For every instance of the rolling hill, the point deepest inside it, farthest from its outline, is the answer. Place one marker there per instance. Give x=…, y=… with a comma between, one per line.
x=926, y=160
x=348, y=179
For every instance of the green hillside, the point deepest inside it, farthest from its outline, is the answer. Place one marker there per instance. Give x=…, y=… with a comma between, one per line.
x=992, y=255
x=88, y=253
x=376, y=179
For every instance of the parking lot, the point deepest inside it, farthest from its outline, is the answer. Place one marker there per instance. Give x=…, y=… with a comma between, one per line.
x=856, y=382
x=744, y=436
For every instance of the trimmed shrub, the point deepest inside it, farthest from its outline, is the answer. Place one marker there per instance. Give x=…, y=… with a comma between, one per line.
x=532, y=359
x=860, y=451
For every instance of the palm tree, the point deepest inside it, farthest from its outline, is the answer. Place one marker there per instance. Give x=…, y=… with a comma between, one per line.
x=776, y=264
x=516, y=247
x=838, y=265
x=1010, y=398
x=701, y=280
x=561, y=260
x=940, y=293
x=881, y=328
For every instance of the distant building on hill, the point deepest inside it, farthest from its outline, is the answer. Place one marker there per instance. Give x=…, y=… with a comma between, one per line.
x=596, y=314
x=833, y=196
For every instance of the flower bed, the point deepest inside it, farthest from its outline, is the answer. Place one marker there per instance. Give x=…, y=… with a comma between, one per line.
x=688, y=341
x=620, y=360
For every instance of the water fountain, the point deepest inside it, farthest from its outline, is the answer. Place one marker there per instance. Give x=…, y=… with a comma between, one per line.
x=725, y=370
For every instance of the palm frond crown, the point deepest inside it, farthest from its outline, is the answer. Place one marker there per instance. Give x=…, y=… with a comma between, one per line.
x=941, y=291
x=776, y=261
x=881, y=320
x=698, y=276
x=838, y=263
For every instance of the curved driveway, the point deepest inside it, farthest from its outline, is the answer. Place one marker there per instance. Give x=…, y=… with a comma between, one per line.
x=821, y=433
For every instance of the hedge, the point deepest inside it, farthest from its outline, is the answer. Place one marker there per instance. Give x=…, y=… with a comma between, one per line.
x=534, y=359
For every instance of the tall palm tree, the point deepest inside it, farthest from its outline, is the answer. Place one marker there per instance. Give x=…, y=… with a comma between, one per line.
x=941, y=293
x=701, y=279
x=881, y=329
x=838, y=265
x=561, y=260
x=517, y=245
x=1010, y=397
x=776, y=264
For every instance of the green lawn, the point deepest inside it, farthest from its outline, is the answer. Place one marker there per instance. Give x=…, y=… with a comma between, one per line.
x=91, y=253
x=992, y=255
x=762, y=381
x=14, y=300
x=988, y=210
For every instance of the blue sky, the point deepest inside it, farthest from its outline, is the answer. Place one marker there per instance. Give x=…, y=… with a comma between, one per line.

■ **WHAT YOU WILL DO**
Reproduce all of the material with "marker" changed to "pin" everywhere it occurs, leaving everything else untouched.

■ **EXERCISE OUTPUT**
For every instance of the rolling hill, the point deepest inside it, farthest from its outline, is the answer. Place one pin there per instance. Give x=…, y=… with a comma between, one per line.
x=926, y=160
x=348, y=179
For every instance of the green hillside, the point deepest inside it, farthest from its outline, is the answer. Place one pin there per instance. Give x=…, y=… with a comma between, one per line.
x=992, y=255
x=88, y=253
x=376, y=179
For every instance of the parking lot, the point deepest inside it, farthest from its outline, is the answer. Place one pin there per instance. Give x=…, y=… with a comma between, one per line.
x=856, y=382
x=744, y=436
For every instance of the trimmed shrub, the point deepest inside it, farthest from its outline, is the answer. Place one pin there per instance. Give x=…, y=… with a comma between, one per line.
x=532, y=359
x=860, y=451
For every instance of the palm tree, the point deepest inside it, farthest from its outline, is the answer. Place one pin there per instance. Give x=…, y=… with a comma between, one per line.
x=776, y=264
x=516, y=247
x=838, y=265
x=1010, y=398
x=701, y=280
x=561, y=260
x=940, y=293
x=881, y=328
For every instance of the distant building on hill, the point deepest inside it, farthest from its outline, is the answer. Place one pin there per instance. Give x=…, y=… with a comma between, one per line.
x=596, y=314
x=833, y=196
For every instance of the flower bed, the point deepest inside it, farthest from its outline, is the answer. Place one pin there per instance. Give x=…, y=… with a comma between, one per line.
x=688, y=341
x=620, y=360
For every instance of the water fountain, the point deepest inside it, farthest from its outline, is the answer. Place one pin there per instance. Give x=…, y=… with a comma between, one per line.
x=725, y=370
For every instance of the palm frond crown, the point deepest inside it, farthest from its outline, is the answer. Place one pin there per instance. Give x=…, y=… with a comma between, one per line.
x=941, y=291
x=776, y=261
x=881, y=320
x=698, y=276
x=838, y=263
For every instance of the curved driveway, the point deepest inside it, farthest from its outline, is the answer. Place one pin there per instance. Give x=…, y=… with a comma between, one per line.
x=821, y=433
For every instance of the hedge, the point deepest inside it, farthest from its outline, is the answer. Place one pin there per instance. Give x=…, y=… with a comma between, one per line.
x=534, y=359
For every instance of the tall palm tree, the point deepest inside it, farthest from its outline, is the answer. Place one pin there per instance. Give x=…, y=… with a comma between, one per line.
x=941, y=293
x=701, y=279
x=881, y=329
x=838, y=265
x=561, y=260
x=517, y=245
x=1010, y=397
x=776, y=264
For every instance of the green lawn, the point deepest inside it, farthest from its outline, is the answer. Place one pin there per instance. Give x=…, y=… with a comma between, one per line.
x=91, y=253
x=992, y=255
x=762, y=381
x=14, y=300
x=988, y=210
For every instance of the blue sky, the point deepest inside it, farthest from its outline, is the answer. Place one pin there per instance. Give x=…, y=… with a comma between, one per line.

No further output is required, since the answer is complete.